# WRITTEN REQUEST:
Extract every line of the rows below that contains the word "item".

# AVAILABLE RECORDS:

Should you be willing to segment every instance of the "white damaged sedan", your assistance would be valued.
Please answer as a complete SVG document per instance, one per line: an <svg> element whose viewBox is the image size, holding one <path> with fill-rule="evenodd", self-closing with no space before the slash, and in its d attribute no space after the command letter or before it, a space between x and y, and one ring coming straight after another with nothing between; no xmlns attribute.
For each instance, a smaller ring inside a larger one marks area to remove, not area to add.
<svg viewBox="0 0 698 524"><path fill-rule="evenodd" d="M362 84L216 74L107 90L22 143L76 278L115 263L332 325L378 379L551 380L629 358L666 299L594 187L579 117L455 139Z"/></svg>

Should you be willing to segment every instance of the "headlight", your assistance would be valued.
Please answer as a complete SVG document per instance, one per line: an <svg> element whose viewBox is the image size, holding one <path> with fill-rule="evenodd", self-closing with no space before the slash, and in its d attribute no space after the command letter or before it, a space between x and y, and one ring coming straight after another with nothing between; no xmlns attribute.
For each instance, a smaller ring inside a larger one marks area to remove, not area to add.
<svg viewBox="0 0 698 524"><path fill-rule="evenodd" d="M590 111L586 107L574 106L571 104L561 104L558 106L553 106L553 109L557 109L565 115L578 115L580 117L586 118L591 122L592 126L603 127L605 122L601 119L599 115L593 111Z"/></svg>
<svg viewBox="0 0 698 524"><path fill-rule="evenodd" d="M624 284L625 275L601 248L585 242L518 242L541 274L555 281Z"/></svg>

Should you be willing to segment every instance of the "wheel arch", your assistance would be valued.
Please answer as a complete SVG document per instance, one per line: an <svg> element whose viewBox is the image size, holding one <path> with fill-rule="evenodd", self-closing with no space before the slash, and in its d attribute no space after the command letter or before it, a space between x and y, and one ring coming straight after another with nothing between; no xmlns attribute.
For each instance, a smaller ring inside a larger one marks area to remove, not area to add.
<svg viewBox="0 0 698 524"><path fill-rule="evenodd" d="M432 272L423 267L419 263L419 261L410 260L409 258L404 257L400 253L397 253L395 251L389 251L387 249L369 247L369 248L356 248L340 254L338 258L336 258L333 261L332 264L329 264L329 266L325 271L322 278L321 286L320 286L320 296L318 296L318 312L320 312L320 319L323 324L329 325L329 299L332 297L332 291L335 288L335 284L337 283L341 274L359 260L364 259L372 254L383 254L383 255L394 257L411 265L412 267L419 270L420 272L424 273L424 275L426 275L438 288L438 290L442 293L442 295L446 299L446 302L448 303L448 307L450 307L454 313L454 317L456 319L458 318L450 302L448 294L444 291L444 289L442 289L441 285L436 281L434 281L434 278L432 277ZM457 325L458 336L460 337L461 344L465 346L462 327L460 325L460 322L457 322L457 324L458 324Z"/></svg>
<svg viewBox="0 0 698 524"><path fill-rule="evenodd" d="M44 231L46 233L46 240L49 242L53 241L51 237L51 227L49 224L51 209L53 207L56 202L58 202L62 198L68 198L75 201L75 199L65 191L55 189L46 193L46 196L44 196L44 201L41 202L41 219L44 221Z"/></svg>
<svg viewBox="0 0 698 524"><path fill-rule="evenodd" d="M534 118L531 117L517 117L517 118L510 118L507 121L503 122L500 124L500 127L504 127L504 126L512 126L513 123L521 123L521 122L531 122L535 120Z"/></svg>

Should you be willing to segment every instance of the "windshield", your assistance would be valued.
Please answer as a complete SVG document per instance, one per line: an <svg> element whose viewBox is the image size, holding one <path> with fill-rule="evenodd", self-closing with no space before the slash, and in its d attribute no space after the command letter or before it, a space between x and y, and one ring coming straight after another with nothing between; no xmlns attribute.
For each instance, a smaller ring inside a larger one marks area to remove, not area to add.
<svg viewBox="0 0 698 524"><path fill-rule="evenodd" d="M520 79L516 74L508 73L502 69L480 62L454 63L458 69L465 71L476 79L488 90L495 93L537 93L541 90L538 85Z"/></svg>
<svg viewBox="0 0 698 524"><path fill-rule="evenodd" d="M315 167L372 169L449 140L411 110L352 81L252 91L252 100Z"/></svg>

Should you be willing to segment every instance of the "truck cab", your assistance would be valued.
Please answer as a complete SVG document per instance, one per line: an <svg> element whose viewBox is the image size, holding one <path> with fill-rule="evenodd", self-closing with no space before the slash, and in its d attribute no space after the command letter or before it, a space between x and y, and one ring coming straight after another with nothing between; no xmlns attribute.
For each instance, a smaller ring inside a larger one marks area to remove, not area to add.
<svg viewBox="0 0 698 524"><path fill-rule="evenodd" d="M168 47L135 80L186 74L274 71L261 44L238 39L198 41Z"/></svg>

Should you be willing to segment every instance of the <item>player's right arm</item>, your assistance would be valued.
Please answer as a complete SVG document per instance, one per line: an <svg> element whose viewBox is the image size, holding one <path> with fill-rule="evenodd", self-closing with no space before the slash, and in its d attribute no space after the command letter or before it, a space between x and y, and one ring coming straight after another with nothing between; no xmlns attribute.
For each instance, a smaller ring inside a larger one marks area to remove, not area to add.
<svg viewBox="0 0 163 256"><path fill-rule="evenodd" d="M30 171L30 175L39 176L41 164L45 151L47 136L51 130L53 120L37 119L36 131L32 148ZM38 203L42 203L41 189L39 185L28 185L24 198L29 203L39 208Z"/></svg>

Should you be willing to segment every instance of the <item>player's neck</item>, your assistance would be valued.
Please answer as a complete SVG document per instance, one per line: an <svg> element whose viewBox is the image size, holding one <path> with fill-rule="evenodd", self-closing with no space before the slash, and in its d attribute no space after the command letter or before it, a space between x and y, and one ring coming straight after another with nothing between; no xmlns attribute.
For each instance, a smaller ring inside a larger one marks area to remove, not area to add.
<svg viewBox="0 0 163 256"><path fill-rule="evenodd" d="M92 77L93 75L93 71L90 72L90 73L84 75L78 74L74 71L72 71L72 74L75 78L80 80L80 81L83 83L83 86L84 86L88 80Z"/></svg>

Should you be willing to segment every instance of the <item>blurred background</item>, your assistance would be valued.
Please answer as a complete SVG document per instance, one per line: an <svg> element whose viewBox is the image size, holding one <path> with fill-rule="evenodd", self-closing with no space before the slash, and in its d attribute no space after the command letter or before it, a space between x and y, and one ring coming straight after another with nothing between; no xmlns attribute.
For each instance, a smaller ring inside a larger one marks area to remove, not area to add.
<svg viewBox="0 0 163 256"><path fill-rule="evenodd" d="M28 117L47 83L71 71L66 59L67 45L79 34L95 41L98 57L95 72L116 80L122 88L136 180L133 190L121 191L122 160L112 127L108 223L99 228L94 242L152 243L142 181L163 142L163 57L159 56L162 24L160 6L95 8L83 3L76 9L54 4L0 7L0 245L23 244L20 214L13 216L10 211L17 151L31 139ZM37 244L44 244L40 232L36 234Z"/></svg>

# WRITTEN ANSWER:
Should you be willing to segment every instance of the <item>player's right arm</item>, your assistance would be valued.
Should you be willing to segment every instance of the <item>player's neck</item>, your assistance would be valued.
Should you be willing to segment every instance of the <item>blurred background</item>, your assistance would be valued.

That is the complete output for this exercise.